▸ YOUR GOAL: Tally the lines below that contain the word "uniform", and give only that number.

Records contained in a dataset

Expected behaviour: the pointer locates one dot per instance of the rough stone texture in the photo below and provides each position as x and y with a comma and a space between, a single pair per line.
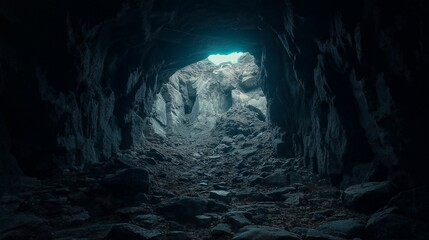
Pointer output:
256, 232
368, 197
348, 228
413, 203
198, 94
388, 225
346, 86
127, 231
129, 181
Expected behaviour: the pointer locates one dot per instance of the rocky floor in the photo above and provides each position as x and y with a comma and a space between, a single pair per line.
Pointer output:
219, 184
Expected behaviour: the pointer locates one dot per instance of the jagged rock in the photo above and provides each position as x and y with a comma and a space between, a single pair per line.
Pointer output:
277, 179
147, 219
368, 197
258, 232
22, 226
175, 226
221, 195
77, 216
349, 228
237, 220
177, 235
221, 229
388, 225
128, 181
413, 203
183, 208
294, 198
277, 193
203, 220
126, 231
313, 234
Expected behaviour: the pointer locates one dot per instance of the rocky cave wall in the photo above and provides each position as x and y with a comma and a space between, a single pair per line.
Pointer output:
353, 87
346, 82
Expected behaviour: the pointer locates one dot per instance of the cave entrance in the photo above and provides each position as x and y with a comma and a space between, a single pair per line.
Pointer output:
218, 96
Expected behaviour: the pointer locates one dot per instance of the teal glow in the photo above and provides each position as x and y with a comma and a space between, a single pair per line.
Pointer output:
218, 58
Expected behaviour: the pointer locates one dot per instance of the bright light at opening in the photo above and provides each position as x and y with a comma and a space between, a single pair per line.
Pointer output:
218, 59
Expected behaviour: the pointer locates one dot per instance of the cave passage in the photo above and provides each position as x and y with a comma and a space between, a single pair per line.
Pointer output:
117, 123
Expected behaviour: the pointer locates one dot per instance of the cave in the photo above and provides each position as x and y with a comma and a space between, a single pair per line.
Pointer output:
105, 132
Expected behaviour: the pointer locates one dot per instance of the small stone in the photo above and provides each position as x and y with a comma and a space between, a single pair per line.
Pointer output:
237, 220
277, 193
368, 197
147, 219
203, 220
221, 195
183, 209
276, 179
177, 235
259, 232
387, 225
128, 181
348, 228
227, 140
221, 229
126, 231
295, 198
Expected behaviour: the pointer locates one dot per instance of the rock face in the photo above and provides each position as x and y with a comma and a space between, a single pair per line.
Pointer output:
198, 94
346, 88
368, 197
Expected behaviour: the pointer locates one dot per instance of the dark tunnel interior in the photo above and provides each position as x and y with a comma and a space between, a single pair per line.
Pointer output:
115, 125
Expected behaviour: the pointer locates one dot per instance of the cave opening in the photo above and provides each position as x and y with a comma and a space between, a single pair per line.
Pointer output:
106, 134
216, 103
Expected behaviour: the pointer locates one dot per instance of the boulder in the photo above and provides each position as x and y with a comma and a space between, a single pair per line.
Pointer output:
259, 232
221, 195
237, 220
276, 179
413, 203
221, 229
126, 231
183, 209
389, 225
368, 197
128, 181
348, 228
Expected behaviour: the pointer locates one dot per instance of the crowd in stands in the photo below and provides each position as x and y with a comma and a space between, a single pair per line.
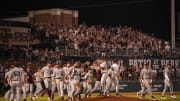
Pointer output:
88, 41
104, 40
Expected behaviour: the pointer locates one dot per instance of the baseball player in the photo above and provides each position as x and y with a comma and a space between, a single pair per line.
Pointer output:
141, 92
16, 78
108, 82
88, 79
68, 69
8, 92
37, 80
104, 70
58, 79
28, 85
76, 75
168, 81
46, 73
146, 77
115, 69
97, 79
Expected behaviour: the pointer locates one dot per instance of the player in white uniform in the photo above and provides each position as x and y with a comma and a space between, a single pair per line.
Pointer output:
68, 70
15, 79
115, 68
8, 92
76, 86
58, 79
37, 80
104, 70
168, 81
88, 79
46, 72
146, 76
28, 85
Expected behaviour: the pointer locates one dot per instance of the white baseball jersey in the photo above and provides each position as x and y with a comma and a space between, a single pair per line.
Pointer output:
47, 71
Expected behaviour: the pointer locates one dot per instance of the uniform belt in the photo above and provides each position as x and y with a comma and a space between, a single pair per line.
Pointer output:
16, 80
58, 78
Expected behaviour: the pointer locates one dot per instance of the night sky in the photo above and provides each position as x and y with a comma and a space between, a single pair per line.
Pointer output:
152, 16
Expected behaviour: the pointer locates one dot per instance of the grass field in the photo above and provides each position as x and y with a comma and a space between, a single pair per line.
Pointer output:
157, 96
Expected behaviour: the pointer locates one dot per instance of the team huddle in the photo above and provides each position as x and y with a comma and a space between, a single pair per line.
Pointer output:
74, 80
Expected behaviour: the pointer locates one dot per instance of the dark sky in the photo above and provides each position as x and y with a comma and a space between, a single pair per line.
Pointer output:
151, 16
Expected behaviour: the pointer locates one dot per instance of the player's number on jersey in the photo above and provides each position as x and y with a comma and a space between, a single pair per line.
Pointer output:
16, 73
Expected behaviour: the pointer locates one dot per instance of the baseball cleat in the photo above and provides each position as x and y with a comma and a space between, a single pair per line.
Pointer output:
173, 96
163, 98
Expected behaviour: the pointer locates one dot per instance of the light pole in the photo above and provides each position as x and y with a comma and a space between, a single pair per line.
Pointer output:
173, 24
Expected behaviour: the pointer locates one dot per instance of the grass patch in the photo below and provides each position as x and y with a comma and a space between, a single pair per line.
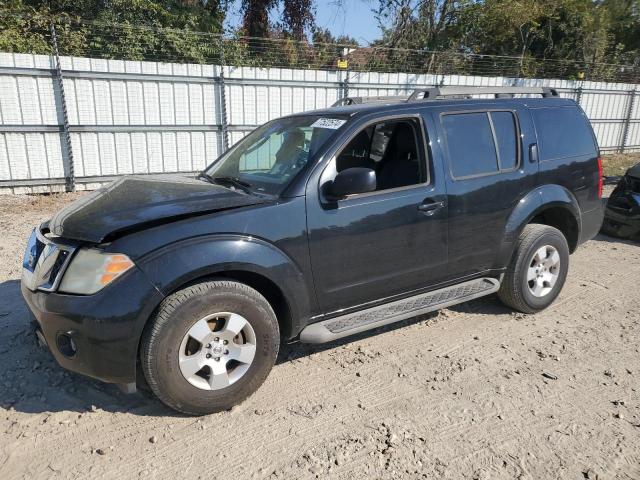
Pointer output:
616, 164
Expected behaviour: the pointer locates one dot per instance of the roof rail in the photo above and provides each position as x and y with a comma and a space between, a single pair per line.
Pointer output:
434, 93
360, 100
439, 93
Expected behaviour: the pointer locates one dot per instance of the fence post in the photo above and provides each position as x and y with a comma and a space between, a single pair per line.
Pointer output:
627, 120
67, 150
223, 103
345, 84
578, 94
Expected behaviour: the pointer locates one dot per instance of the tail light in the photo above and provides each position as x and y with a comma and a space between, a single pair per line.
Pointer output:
600, 177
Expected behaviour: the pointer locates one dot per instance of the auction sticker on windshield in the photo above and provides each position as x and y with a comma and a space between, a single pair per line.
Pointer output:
332, 123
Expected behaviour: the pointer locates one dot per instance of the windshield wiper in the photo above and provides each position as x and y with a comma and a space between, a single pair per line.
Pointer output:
228, 180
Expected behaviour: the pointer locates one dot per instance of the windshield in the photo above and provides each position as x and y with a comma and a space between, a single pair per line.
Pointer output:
270, 157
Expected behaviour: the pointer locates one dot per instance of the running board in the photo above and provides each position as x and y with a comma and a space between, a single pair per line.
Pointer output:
352, 323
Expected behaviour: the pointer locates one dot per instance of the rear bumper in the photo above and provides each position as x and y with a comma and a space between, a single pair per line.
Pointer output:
591, 224
105, 327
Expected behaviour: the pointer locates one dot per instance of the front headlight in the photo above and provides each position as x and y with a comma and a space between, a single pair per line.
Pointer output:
91, 270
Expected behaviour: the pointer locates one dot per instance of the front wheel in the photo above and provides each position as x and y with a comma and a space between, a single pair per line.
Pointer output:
537, 270
209, 346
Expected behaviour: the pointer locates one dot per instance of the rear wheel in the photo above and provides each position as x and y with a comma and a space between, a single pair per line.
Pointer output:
209, 346
537, 270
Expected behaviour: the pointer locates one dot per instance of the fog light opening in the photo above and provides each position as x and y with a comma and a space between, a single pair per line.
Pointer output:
66, 345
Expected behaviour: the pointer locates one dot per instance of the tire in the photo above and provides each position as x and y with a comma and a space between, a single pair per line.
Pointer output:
531, 296
169, 351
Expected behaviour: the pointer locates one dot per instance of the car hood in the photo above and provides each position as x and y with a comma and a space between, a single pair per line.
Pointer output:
135, 202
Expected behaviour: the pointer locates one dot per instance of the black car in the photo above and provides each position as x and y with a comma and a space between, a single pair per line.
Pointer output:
314, 227
622, 215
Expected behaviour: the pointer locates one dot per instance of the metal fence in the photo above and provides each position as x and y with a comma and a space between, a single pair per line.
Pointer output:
75, 122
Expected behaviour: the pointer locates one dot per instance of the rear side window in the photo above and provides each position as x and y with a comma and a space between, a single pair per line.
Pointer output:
504, 124
481, 143
562, 132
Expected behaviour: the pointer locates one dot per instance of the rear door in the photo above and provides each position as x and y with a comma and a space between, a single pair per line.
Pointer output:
488, 171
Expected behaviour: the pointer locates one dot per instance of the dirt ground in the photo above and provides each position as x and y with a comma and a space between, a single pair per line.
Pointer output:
472, 392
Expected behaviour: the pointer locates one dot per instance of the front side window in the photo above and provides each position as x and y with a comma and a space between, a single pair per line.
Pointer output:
481, 143
270, 157
392, 149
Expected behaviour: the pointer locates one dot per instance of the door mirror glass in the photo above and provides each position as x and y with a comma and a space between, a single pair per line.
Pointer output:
350, 182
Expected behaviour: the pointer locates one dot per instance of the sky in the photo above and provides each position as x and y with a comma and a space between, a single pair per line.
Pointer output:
354, 18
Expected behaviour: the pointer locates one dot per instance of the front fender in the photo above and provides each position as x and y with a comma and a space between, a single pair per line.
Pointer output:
177, 264
530, 205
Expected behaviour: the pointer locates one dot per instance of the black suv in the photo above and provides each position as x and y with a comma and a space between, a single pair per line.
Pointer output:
314, 227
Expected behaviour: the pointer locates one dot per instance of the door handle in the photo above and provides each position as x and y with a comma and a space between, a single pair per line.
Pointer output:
429, 206
533, 153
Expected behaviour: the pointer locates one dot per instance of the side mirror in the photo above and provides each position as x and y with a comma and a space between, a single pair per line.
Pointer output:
351, 181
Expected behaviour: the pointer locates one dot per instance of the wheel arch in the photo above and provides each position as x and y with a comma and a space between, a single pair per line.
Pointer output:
552, 205
261, 265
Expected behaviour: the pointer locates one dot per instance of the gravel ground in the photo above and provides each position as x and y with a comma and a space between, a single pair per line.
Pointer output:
474, 391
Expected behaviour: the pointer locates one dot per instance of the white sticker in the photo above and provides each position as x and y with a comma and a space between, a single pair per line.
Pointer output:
332, 123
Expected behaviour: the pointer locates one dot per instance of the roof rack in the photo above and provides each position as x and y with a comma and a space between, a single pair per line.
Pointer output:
439, 93
360, 100
434, 93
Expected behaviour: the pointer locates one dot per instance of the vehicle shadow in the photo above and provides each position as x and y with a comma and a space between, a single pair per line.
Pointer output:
601, 237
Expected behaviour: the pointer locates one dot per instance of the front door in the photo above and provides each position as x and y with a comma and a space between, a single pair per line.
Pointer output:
388, 242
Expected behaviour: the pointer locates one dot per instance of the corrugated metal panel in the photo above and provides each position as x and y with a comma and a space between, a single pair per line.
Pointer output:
176, 111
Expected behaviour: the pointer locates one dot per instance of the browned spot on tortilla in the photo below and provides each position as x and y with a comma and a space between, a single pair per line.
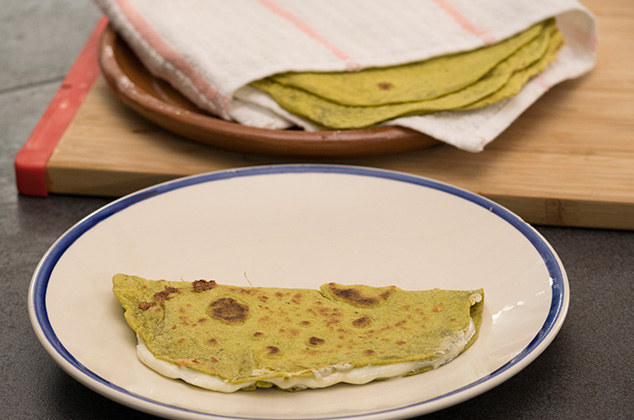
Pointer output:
202, 285
161, 297
364, 321
315, 341
144, 306
228, 310
355, 297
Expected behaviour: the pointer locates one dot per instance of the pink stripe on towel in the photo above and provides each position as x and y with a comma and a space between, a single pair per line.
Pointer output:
466, 23
171, 56
306, 29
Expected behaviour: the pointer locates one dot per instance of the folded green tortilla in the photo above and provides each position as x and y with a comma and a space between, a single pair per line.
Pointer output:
256, 335
504, 79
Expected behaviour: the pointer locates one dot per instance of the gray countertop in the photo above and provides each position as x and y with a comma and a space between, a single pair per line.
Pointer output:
587, 372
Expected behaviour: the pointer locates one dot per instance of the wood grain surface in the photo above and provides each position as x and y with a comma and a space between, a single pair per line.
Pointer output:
567, 161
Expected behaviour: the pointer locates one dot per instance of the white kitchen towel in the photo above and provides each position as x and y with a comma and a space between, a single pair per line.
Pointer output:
210, 50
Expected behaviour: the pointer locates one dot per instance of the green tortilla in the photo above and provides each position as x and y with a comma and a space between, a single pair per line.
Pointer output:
411, 82
251, 334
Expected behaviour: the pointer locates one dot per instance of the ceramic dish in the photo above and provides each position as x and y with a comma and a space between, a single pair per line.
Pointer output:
157, 101
299, 226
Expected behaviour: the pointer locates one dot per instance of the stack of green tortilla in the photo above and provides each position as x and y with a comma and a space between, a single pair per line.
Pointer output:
469, 80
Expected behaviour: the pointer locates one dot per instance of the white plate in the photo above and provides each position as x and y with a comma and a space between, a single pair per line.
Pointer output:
299, 226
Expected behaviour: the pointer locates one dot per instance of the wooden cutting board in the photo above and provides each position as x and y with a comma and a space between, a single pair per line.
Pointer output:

▸ EXPECTED ANSWER: 2